### WHAT NEEDS TO BE DONE:
Every line of the data is to be transcribed as it stands.

[Natural language region descriptions]
────────────────

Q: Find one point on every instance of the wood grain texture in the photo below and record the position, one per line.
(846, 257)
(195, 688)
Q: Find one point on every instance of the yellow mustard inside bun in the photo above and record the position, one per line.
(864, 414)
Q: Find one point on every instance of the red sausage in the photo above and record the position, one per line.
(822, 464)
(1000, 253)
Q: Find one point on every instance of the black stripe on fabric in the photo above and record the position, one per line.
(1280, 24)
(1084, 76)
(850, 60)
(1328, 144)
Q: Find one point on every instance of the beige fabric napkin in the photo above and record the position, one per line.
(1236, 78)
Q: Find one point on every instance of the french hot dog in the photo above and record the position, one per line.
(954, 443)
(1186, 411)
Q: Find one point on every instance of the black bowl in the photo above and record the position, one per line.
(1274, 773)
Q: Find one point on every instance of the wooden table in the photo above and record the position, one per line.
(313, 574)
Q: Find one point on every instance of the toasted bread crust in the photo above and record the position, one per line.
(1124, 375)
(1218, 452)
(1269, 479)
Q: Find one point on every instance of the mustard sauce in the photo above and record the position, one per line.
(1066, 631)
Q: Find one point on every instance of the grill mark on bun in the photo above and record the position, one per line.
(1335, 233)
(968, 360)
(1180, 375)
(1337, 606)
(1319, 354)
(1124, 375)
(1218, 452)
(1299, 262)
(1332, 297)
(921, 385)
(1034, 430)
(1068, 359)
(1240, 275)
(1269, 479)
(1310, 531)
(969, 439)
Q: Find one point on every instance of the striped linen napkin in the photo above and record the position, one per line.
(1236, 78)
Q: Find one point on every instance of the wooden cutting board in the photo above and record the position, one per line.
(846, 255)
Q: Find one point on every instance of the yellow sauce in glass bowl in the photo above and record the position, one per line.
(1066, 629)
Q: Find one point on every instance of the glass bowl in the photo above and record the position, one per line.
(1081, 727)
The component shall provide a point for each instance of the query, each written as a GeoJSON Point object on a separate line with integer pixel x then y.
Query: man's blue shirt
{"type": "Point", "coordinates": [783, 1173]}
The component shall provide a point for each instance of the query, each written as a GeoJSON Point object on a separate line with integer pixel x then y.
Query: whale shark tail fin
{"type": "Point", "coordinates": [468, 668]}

────────────────

### EXERCISE OUTPUT:
Q: Find one point on every instance of the wood grain texture in the photo below and record the position, one per line.
(846, 257)
(195, 688)
Q: Find one point on every instance of the yellow mustard inside bun in the photo above and record the position, one per line.
(864, 414)
Q: Find one point on every instance of the red sausage in the photo above and record the position, one per line.
(822, 464)
(1000, 253)
Q: Find one point on every instance of the black stripe on fabric in the photo above and record the position, one per line.
(1280, 24)
(1084, 76)
(850, 60)
(1328, 144)
Q: Find one point on every instance of the beige fabric napkin in the photo above and record the position, one per line.
(1236, 78)
Q: Find one point on every instance of the french hot dog in the photo above and record the position, one per line.
(954, 443)
(1186, 411)
Q: Find one point on every instance of the black bowl in the photo above and record the position, one per line.
(1274, 773)
Q: Find one point on every instance of the wooden table in the photo above and record the position, one per line.
(313, 574)
Q: Find one point on every instance of the toasted bread crust in the photo above and record the position, one per line.
(1124, 375)
(1218, 452)
(1269, 479)
Q: Find one point on every instance of the mustard sauce in the photo above and record the position, one per line.
(1066, 631)
Q: Find one point on every instance of the grill mark on bun in the photo above and record the position, one per line.
(1335, 233)
(968, 360)
(1180, 375)
(1337, 606)
(1319, 354)
(1124, 375)
(1218, 452)
(1299, 262)
(1332, 297)
(921, 385)
(1034, 430)
(1068, 359)
(1240, 275)
(1269, 479)
(1310, 531)
(969, 439)
Q: Find one point on every instance of the striped linen napkin in the photo above and record the position, one per line.
(1236, 78)
Q: Find one point on every instance of the wooden cutting board in the photo above and record the position, one per line.
(846, 255)
Q: Find one point on every instance of the yellow sauce in glass bowl in the photo above and record the position, one per line.
(1066, 629)
Q: Find one point on every instance of the glass bowl in the photo above and record the position, one per line.
(1081, 727)
The component shall provide a point for each instance of the query, each written as a GeoJSON Point object on a separate line with integer pixel x then y.
Query: man's blue shirt
{"type": "Point", "coordinates": [783, 1173]}
The component shall provide a point for each instance of the query, each written as a GeoJSON Point object on a separate line with integer pixel x then y.
Query: whale shark tail fin
{"type": "Point", "coordinates": [468, 668]}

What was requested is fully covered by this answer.